TASK INPUT ->

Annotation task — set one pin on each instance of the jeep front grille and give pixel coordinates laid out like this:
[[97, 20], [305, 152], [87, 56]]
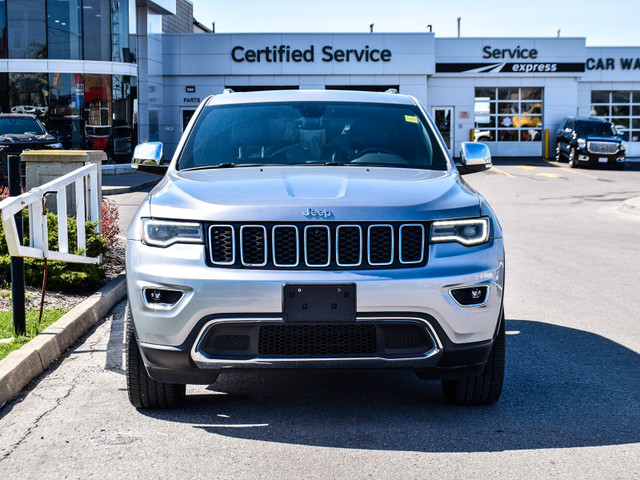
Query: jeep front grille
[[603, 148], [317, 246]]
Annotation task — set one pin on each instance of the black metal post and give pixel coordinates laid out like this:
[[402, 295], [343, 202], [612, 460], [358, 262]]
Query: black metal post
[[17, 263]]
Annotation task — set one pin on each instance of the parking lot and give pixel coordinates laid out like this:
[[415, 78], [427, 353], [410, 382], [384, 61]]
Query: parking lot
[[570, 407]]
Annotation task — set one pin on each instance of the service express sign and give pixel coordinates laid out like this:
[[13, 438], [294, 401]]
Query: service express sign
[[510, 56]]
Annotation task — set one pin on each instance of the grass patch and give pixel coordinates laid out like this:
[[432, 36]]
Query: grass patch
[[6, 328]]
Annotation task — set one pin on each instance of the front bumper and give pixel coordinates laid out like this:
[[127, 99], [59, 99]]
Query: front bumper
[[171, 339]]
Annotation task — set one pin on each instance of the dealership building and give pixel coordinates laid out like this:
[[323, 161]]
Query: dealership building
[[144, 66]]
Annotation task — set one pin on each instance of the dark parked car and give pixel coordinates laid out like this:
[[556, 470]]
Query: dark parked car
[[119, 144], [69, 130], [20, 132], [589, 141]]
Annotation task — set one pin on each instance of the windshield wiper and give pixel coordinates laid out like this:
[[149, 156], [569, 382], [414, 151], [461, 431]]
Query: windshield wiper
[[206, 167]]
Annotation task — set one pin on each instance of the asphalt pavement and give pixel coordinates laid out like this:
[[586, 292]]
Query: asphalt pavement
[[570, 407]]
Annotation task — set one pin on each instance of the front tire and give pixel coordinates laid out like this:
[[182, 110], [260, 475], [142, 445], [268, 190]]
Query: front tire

STATED EXERCISE ->
Edit the listing above so that every "Query" becomes "Target", changing nothing else. Leave the pictures out of your answer.

EXERCISE RESPONSE ->
Annotation task — set one pin on each instance of the jeep front grille and give pixel coordinates laid out like this:
[[97, 20], [305, 152], [87, 56]]
Target: jeep front grille
[[603, 148], [317, 246]]
Annotation task — set one pin on each instance of the black metal post and give pixel coordinates laid out like this:
[[402, 295], [343, 202], [612, 460], [358, 262]]
Target: black metal post
[[17, 263]]
Annotation task — set one pin on each instance of the parking lot and give pixel coordinates laid out like this:
[[415, 78], [427, 353], [410, 382], [384, 61]]
Target: parking lot
[[570, 407]]
Annotation task — set one pin on each instance of the service express sign and give pixel coordinates laid out like this:
[[13, 438], [294, 401]]
Target: service express sign
[[510, 56]]
Annotation task — set one pin on each instance of the grass patch and give pixel coordinates laid out like this:
[[432, 36]]
Target: grass patch
[[6, 328]]
Annotation task — set one pin on each instance of the front bumper and give pixel coordinates laid out like this:
[[127, 99], [59, 99]]
Target: front bumper
[[171, 339]]
Annotation task — set one pin on each instance of the dealership building and give pixel coordinates laid out like this:
[[323, 161]]
Target: dealership building
[[144, 66]]
Annotation task — set one pin on each instance of the dark parked car and give pixel coordinates laid out like this:
[[556, 470]]
Target: dark parked car
[[119, 144], [69, 130], [20, 132], [589, 141]]
Annotation task — set one pin on each instance of the windshield wiper and give pixel coordinates laid out like this:
[[149, 156], [569, 382], [414, 151], [461, 431]]
Target: windshield wiper
[[206, 167]]
Annotation task — set one pin on each instance of the asphalt pavement and give pixel coordinates laid out like this:
[[586, 292]]
Target: asphalt pavement
[[570, 407]]
Annotation task — set one pin on each instance of the front tire and give pixel coordinates laid out like this:
[[182, 110], [260, 475], [142, 445], [268, 190]]
Target: front tire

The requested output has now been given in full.